··· Records shown ···
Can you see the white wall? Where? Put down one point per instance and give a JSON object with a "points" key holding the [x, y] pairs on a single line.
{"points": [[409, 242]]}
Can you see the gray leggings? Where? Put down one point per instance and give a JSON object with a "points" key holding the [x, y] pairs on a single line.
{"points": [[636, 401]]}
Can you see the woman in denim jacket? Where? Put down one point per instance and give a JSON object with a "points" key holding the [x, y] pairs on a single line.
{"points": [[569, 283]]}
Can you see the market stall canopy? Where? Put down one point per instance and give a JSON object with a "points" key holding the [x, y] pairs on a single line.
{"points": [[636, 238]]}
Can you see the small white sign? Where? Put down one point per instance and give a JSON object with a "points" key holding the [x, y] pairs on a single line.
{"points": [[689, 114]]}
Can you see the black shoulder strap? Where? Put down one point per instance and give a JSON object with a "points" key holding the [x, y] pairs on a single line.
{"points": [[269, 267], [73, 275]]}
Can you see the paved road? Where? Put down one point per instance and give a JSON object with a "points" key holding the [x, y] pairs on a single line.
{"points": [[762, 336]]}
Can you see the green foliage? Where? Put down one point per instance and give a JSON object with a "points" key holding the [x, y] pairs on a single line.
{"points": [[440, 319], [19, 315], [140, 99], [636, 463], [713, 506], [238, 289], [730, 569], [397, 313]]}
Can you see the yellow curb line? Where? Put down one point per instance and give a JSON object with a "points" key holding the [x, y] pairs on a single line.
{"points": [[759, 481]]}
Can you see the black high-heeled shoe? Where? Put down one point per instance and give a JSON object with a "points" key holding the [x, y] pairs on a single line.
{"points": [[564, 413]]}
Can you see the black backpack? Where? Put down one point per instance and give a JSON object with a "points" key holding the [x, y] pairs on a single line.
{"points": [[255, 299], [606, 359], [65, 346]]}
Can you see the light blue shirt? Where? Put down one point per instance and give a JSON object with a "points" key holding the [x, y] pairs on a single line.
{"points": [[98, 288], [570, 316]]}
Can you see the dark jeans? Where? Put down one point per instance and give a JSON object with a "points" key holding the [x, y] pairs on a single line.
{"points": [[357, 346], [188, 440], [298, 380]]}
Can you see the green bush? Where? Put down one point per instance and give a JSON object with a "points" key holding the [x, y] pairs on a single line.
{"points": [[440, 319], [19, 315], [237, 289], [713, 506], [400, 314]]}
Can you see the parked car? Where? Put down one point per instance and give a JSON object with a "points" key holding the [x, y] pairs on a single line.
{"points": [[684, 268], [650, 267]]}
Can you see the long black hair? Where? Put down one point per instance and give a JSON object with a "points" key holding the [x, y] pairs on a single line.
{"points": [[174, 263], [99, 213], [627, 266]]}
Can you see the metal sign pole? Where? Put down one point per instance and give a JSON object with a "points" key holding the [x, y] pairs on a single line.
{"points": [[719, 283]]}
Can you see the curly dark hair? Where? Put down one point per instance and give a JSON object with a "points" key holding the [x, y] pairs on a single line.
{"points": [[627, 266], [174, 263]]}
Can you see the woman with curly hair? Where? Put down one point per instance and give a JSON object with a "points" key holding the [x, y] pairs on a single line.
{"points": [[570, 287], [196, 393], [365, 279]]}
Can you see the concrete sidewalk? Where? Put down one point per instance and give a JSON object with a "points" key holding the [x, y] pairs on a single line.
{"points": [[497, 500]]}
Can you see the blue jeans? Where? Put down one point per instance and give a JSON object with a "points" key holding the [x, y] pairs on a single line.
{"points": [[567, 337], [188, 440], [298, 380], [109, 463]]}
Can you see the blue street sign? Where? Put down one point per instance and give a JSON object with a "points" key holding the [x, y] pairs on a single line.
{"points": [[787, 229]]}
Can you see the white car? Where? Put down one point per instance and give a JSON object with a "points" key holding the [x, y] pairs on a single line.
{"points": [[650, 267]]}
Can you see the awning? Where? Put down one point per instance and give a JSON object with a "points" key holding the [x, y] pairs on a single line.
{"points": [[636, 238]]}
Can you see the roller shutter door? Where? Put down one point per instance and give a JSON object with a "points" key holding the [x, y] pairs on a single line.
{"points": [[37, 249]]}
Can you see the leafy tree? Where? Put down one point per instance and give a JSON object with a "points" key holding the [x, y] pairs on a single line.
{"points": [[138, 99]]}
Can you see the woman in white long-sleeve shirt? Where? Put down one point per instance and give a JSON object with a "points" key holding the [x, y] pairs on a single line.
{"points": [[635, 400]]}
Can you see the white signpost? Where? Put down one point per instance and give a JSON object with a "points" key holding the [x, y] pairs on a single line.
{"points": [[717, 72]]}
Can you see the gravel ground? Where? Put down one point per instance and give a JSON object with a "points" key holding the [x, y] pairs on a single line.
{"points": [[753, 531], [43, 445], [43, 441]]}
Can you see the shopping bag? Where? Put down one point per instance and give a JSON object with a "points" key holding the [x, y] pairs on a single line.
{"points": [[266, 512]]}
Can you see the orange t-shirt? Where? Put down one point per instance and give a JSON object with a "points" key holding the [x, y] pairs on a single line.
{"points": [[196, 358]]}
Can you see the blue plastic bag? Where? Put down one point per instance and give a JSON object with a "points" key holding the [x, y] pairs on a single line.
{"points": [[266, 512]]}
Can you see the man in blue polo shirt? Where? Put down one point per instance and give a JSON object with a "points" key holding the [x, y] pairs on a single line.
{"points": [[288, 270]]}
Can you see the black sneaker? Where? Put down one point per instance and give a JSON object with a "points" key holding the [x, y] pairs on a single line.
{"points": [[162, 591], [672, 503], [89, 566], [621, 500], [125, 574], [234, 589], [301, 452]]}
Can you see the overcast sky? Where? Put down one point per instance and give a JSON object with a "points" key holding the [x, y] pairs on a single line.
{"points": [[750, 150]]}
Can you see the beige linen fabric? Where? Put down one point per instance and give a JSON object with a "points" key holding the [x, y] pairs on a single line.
···
Reproduce the listing shown above in its entirety, exactly.

Can you see the white wall? Where? Put down one point per instance and give a JSON object with a "points" key holding the [x, y] pairs on a single line.
{"points": [[409, 242]]}
Can you see the gray leggings? Where? Put down one point per instance and give a JSON object with a "points" key holding the [x, y] pairs on a single line.
{"points": [[636, 401]]}
Can you see the woman in denim jacket? Where? Put down one point per instance and give a JSON object with a "points" key holding the [x, y] pairs on a single line.
{"points": [[569, 283]]}
Can you see the market stall canopy? Where? Put down one point per instance and give a JSON object with a "points" key holding the [x, y] pairs on a single line.
{"points": [[636, 238]]}
Can you see the small white sign? Where? Put down one point per instance and give a JSON object with a "points" key holding the [x, y] pairs on a single line.
{"points": [[689, 114]]}
Can you see the black shoulder strap? Where? Put down one point per instance and give a JSON object with a "points" key holding the [x, y] pairs on a single line.
{"points": [[269, 267], [73, 275]]}
Can you see the paved road? Where? Put down one point per instance and give a JSON object with a "points" key holding the [x, y] pairs on a single line.
{"points": [[762, 336]]}
Can you see the green foliage? Where? Put down one point per instance and give a JSON object with a "points" key holding the [x, y] pairs on a single line.
{"points": [[440, 319], [19, 315], [140, 99], [636, 463], [713, 506], [238, 289], [730, 569], [397, 313]]}
Can you see the yellow curb line? Where? Put down one point per instance and give a JSON object with a "points" key holding the [x, y] pairs on a single line.
{"points": [[759, 481]]}
Can you see the black high-heeled shoe? Where? Put down one point per instance and give a JSON object with a "points" key holding the [x, y] pairs on a single line.
{"points": [[564, 413]]}
Can you see the black backpack? Where? Put down one point per instance and give a JSON object with a "points" key holding the [x, y] pairs on a single line.
{"points": [[255, 299], [606, 359], [65, 346]]}
Can you see the light blue shirt? Where? Put down one point per instance and give a JSON object with a "points" key holding the [x, y] pairs on a single line.
{"points": [[98, 288], [570, 316]]}
Can you see the dark jeans? Where? Put down one point per instance and give a JSON object with a "points" key holding the [x, y] pairs on a single line.
{"points": [[357, 346], [188, 440], [298, 380]]}
Can you see the green bush? Where? Put down one point per instance and give a JSON object with a "points" key holding the [x, y] pairs on a single line.
{"points": [[440, 319], [19, 315], [237, 289], [713, 506], [400, 314]]}
Can you see the parked car? Where? Put down one point per instance and give a JSON object with a "points" key holding the [x, y] pairs on a single line.
{"points": [[684, 268], [650, 267]]}
Can you see the long black hair? Where? Put down one point per instance and give a JSON object with a "points" key holding the [x, y] pairs on a single line.
{"points": [[174, 263], [99, 213], [627, 266]]}
Can you see the metal sign pole? Where? Put down one point per instance and give a JSON object with a "points" key holding the [x, y] pairs on a single line.
{"points": [[719, 283]]}
Can you see the curly dark hair? Where? Put down one point per instance and give a JSON object with a "points" key holding the [x, y] pairs on a single line.
{"points": [[627, 266], [174, 263]]}
Can you see the woman with curly hair? Where? Put down one point per instance and give a JSON object with a "points" key holding the [x, y] pairs on a single line.
{"points": [[570, 287], [196, 393], [365, 279]]}
Can you see the concrete sidewalk? Where? Put down one point per instance and give a JSON object with a "points" key holding the [x, y] pairs on a single line.
{"points": [[497, 500]]}
Can you see the blue jeans? Where? Put down one point per instance and give a JSON object with a "points" key holding the [x, y] pairs on a single line.
{"points": [[567, 337], [188, 440], [298, 380], [109, 463]]}
Can you see the blue street sign? Where? Put down one point per instance and give a JSON object with a "points" key holding the [x, y] pairs on a single line.
{"points": [[787, 229]]}
Can you see the white car? Where? Put down one point per instance and give a JSON object with a "points" key holding the [x, y] pairs on a single line.
{"points": [[650, 267]]}
Can you see the awning? Where? Put down one point per instance and give a JSON object with a "points" key holding the [x, y] pairs on a single line.
{"points": [[636, 238]]}
Can you see the roller shutter door? Where? Put down one point per instance and give a JSON object with a "points" key holding the [x, y] pairs on a single line.
{"points": [[37, 249]]}
Can you see the leafy tree? Where? Put down one point per instance and give a JSON object with a "points" key holding the [x, y] pairs on a single line.
{"points": [[138, 99]]}
Can you see the woman in white long-sleeve shirt? Where? Put down one point per instance and give a JSON object with a "points" key holding the [x, y] pairs on a single line.
{"points": [[635, 400]]}
Can you see the white signpost? Where? Put down one point per instance and give a JSON object with a "points" key holding the [x, y] pairs on a single line.
{"points": [[717, 72]]}
Can you see the gravel ground? Where? Put down one point per instance and give a JSON object with a "points" key holding the [x, y] pairs on a single line.
{"points": [[753, 531], [43, 445], [43, 441]]}
Can you see the shopping bag? Where? Put down one point per instance and give a JSON object with a "points" key holding the [x, y] pairs on a single line.
{"points": [[266, 512]]}
Can you see the orange t-shirt? Where? Put down one point per instance and give a JSON object with a "points" key holding the [x, y] pairs on a single line.
{"points": [[196, 358]]}
Can you see the blue plastic bag? Where? Put down one point per instance and give a JSON object with a "points" key holding the [x, y] pairs on a single line.
{"points": [[266, 512]]}
Can you see the man in blue polo shirt? Where? Put down one point per instance and give a JSON object with a "points" key holding the [x, y] pairs on a single line.
{"points": [[288, 270]]}
Can you see the black sneaker? Where? Put down one point per instance and give a JSON object with a "points" key holding the [x, y] pairs on a single line.
{"points": [[162, 591], [672, 503], [89, 566], [621, 500], [125, 574], [234, 589], [301, 452]]}
Can you see the overcast sky? Where? Put down one point per instance and give a JSON object with a "points" key holding the [x, y] pairs on a single line.
{"points": [[750, 150]]}
Can you see the beige linen fabric? Where? Put down one point per instance and give a JSON object with a "points" key holding the [x, y] pairs on a single line.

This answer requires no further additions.